▸ What you will do
Give the entries again, exactly as they stand.

START Extracted information

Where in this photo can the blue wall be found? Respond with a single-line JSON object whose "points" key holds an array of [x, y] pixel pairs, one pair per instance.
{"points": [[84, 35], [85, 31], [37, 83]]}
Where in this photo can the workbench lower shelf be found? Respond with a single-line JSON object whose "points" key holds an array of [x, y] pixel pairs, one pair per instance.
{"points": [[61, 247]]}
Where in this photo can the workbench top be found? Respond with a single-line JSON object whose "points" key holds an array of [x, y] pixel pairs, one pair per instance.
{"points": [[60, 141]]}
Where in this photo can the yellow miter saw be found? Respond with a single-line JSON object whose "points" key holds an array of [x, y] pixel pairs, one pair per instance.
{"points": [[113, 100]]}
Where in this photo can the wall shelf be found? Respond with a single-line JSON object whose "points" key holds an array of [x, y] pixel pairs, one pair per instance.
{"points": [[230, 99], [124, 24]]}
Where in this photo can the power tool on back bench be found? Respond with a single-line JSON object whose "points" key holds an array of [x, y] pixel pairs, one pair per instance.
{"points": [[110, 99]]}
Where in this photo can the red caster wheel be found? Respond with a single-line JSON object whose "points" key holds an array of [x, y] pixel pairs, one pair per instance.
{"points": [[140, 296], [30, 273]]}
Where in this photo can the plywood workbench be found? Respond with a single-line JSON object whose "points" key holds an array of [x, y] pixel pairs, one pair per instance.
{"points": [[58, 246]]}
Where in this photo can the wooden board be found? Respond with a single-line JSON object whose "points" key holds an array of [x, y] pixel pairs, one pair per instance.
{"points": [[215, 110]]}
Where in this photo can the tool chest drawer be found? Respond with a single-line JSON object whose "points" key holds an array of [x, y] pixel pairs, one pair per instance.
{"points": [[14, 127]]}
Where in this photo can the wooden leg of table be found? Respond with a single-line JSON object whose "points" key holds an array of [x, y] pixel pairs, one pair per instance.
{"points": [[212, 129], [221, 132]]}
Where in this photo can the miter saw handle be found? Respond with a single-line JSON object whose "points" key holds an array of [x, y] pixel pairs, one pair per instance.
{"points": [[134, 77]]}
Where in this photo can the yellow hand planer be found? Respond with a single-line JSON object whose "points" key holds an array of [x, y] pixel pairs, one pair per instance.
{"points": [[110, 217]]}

END Extracted information

▸ Solution to the problem
Where in this photo can the blue wall be found? Respond with a single-line JSON object whose "points" key holds an array of [x, y] pixel pairs, one pair per instance.
{"points": [[84, 35], [85, 31], [37, 83]]}
Where in this photo can the workbench lower shelf be found? Respond with a single-line JSON object whose "points" key holds an array of [x, y] pixel pairs, one pair per instance.
{"points": [[61, 247]]}
Where in this photo can the workbench top be found? Respond with a single-line JSON object whose "points" key holds an array of [x, y] pixel pairs, one pair per instance.
{"points": [[60, 141]]}
Where in this photo can the yellow miter saw be found? Respond with a single-line JSON object whose "points" key holds an array of [x, y] pixel pairs, one pair per instance.
{"points": [[113, 100]]}
Where in this photo can the wall shelf be found? Respond with a single-line JSON object whose "points" key holds an array of [x, y] pixel pairs, one pair per instance.
{"points": [[230, 99], [124, 24]]}
Where in this photo can the power tool on back bench be found? Respond with a single-line JSON object whose "points" key holds an array of [x, y] pixel pairs, one pair per instance.
{"points": [[110, 99]]}
Where in this photo can the red caster wheel be found? Respond with a single-line JSON object whose "points" key holds an array of [x, y] pixel pairs, one pair per instance.
{"points": [[140, 296], [30, 273]]}
Where in this photo can the plywood workbench be found? Respond with a single-line JSON object whose "points" key holds an array of [x, y] pixel pairs, one pair per instance.
{"points": [[58, 246]]}
Where in this photo can the wooden board be found? Respond with a single-line JSON object whose "points" key holds an array of [x, y] pixel pairs, one pair per instance.
{"points": [[215, 110]]}
Where in this photo can the tool chest drawer be found? Respond with a single-line JSON object whose "points" key holds an array of [x, y] pixel pairs, one pair per instance.
{"points": [[14, 127]]}
Where in this photo can the wooden leg of table be found? Respond with a single-line JSON object whose "points" key holds an array of [x, y] pixel pairs, one pair per instance.
{"points": [[212, 129], [221, 132]]}
Where in this photo can the miter saw handle be found? Respond with a single-line JSON object whose "points" key holds an array of [x, y] pixel pairs, one pair per instance.
{"points": [[134, 77]]}
Where in this photo can the yellow hand planer be found? Respond with a single-line JSON object whose "points" key holds an array of [x, y] pixel pairs, one pair per instance.
{"points": [[110, 217]]}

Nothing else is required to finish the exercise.